— GOAL OF THE EXERCISE —
The full listing, copied exactly, is the required output.

================

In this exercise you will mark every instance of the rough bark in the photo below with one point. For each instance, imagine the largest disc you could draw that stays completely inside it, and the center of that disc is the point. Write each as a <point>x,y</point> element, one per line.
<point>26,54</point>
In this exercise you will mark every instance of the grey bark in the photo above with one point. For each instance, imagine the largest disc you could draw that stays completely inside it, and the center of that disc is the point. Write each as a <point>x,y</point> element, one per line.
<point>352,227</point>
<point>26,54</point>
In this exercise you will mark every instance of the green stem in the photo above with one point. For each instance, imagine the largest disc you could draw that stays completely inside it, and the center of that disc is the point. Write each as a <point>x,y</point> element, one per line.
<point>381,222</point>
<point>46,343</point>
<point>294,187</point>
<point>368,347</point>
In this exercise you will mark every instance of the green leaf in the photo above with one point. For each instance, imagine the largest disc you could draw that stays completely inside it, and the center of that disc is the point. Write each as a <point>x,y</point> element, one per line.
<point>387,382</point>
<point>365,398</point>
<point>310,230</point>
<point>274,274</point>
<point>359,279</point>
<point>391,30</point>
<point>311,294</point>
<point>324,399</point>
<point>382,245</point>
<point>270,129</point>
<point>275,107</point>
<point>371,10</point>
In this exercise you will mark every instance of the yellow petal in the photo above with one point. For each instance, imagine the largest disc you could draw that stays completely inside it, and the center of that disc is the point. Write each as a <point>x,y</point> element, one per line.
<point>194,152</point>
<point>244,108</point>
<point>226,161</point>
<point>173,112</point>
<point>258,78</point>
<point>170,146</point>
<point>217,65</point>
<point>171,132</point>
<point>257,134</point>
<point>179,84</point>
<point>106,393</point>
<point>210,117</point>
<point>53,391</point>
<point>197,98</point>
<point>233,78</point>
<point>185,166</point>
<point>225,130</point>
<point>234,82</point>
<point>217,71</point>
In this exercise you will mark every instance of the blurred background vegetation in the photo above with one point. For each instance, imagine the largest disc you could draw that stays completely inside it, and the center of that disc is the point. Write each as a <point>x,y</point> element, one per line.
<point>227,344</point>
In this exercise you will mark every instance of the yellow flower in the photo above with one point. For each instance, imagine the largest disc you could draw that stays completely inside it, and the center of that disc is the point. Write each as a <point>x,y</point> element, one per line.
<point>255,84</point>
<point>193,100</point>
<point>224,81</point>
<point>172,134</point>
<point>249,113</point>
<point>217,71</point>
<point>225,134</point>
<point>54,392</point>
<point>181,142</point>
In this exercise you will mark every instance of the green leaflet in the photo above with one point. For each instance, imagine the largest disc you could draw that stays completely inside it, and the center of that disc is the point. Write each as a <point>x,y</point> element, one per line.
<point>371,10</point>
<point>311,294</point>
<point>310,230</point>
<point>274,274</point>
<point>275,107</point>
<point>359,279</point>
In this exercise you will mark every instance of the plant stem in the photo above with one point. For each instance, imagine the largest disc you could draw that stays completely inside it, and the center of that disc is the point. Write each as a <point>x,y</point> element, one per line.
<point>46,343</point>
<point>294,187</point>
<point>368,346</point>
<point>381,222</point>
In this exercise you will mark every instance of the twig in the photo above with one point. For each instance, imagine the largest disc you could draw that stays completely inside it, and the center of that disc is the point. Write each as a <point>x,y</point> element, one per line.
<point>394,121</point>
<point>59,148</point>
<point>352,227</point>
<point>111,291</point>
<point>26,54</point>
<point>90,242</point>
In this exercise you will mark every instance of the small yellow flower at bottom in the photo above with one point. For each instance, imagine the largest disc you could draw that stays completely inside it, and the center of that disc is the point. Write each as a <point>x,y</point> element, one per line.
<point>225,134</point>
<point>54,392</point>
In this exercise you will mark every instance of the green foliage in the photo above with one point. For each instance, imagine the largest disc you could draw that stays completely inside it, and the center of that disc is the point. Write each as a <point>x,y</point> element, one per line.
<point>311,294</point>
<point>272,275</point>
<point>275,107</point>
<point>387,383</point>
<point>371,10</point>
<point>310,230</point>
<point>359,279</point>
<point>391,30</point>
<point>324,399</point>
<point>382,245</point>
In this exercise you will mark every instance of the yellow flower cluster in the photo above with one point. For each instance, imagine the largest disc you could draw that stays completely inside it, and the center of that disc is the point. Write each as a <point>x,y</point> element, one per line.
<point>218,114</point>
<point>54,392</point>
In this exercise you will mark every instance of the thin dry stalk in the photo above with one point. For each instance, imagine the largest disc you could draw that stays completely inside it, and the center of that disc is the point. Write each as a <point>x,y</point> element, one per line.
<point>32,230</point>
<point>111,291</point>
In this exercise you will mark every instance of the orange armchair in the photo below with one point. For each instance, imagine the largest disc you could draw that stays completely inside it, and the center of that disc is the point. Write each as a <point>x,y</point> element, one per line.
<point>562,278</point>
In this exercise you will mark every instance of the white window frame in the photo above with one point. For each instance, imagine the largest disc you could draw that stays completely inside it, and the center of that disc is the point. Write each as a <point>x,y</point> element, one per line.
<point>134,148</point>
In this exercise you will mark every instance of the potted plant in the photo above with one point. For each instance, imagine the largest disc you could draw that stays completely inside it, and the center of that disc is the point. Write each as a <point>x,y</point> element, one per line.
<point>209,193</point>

================

— WRITTEN RESPONSE —
In this exercise you will mark every instance of the rough bark in the photo below with one point. For each instance, imagine the largest disc you could draw that stays completely inside it, and the center of that disc is the point. Write each as a <point>x,y</point> element, one per line.
<point>26,54</point>
In this exercise you will mark every instance of the grey bark in the photo above with one point. For each instance, imagine the largest disc you could draw that stays completely inside it, and the center of that disc is the point. Write each as a <point>x,y</point> element, one per line.
<point>352,227</point>
<point>26,54</point>
In this exercise you will mark every instance of the green stem in the photo above with one point. For each instance, imagine the largest disc you could draw that stays completely inside it, and the center of that disc is the point. Write each as a <point>x,y</point> element, one per line.
<point>381,222</point>
<point>46,343</point>
<point>294,187</point>
<point>368,347</point>
In this exercise you will mark every instance of the green leaf in the photo above with one point. For each instance, imagine the largest disc you could draw that stays completely inside it, and the center of that disc is the point. Write each as a <point>x,y</point> element, one per line.
<point>387,382</point>
<point>365,398</point>
<point>310,230</point>
<point>274,274</point>
<point>359,279</point>
<point>391,30</point>
<point>311,294</point>
<point>324,399</point>
<point>382,245</point>
<point>270,129</point>
<point>275,107</point>
<point>371,10</point>
In this exercise you will mark every instance of the yellow petal in the photo above with one point. For each instance, imagine the largest disc you could draw that stays completely inside it, and the center of that disc is the point. Write each as a <point>x,y</point> element, one per line.
<point>194,152</point>
<point>244,108</point>
<point>226,161</point>
<point>173,112</point>
<point>258,78</point>
<point>170,146</point>
<point>217,65</point>
<point>171,132</point>
<point>257,134</point>
<point>179,84</point>
<point>106,393</point>
<point>210,117</point>
<point>53,391</point>
<point>197,98</point>
<point>233,78</point>
<point>185,166</point>
<point>225,130</point>
<point>234,82</point>
<point>217,71</point>
In this exercise you will mark every instance of the blurred background vegetation in the photo above with one point. For each instance, imagine the largest disc you could draw that stays completely inside it, and the center of that disc is the point. Write each as a <point>x,y</point> element, one per line.
<point>227,344</point>
In this exercise you will mark every instance of the yellow flower in the photo above with one point. For each instance, imagine the largest disc you could draw that stays completely inside it, and the center of that disc is the point. Write each as a <point>x,y</point> element, one per line.
<point>255,84</point>
<point>193,100</point>
<point>224,81</point>
<point>172,134</point>
<point>249,113</point>
<point>217,71</point>
<point>225,134</point>
<point>54,392</point>
<point>181,142</point>
In this exercise you will mark every instance of the green leaflet in the photo above with one point. For each instance, imagine the largest disc you could draw that stays completely inside it, and the center of that disc is the point. Write each as a <point>x,y</point> element, one per line.
<point>371,10</point>
<point>311,294</point>
<point>310,230</point>
<point>274,274</point>
<point>275,107</point>
<point>359,279</point>
In this exercise you will mark every instance of the plant stem in the photo above with one point. For each instance, imagine the largest disc you could draw that stays completely inside it, and the center of that disc is the point. Write each as a <point>x,y</point> element, one per line.
<point>46,343</point>
<point>294,187</point>
<point>368,346</point>
<point>381,222</point>
In this exercise you will mark every instance of the twig in the photo above with one point. For each instance, imagine the largest disc you could draw that stays completely inside it, and the center of that disc is the point. Write each as a <point>x,y</point> element, one per line.
<point>394,121</point>
<point>59,148</point>
<point>352,227</point>
<point>111,291</point>
<point>26,54</point>
<point>90,242</point>
In this exercise you will mark every instance of the small yellow flower at bottom in the photo above with one point. For each instance, imagine the largest disc you could draw that stays completely inside it, and the center of that disc is the point. Write each as a <point>x,y</point> element, one per line.
<point>225,134</point>
<point>54,392</point>
In this exercise you will mark every instance of the green foliage in the photo above with one point. For each instance, imagine the largest disc you could draw that stays completely inside it, and the center of that disc is the point. Write each as a <point>x,y</point> element, one per line.
<point>311,294</point>
<point>272,275</point>
<point>275,107</point>
<point>387,383</point>
<point>371,10</point>
<point>310,230</point>
<point>359,279</point>
<point>391,30</point>
<point>324,399</point>
<point>382,245</point>
In this exercise you will mark every instance of the yellow flower cluster in the photo above with one point. For each instance, imagine the largest disc you could draw that stays completely inside it, and the center of that disc is the point. Write each as a <point>x,y</point> element, one per line.
<point>218,114</point>
<point>54,392</point>
In this exercise you will mark every instance of the thin dry stalk in the photo above with one point. For each instance, imagine the largest disc you could draw that stays completely inside it, and the center of that disc is the point. Write each as a <point>x,y</point> element, one per line.
<point>32,230</point>
<point>111,291</point>
In this exercise you will mark every instance of the orange armchair in the photo below with one point. For each instance, imagine the largest disc you could draw that stays completely inside it, and the center of that disc is the point. Write each as a <point>x,y</point> element, one per line.
<point>562,278</point>
In this exercise you will mark every instance of the white window frame in the photo above with one point. For each instance, imagine the largest disc you could draw that stays completely inside it, and the center of that disc is the point. Write each as a <point>x,y</point> element, one per line.
<point>134,148</point>
In this exercise you will mark every instance of the potted plant in the photo above with one point. For each instance, imagine the largest disc you could draw that stays completely inside it, and the center of that disc is the point. Write each as a <point>x,y</point> element, one per line.
<point>209,193</point>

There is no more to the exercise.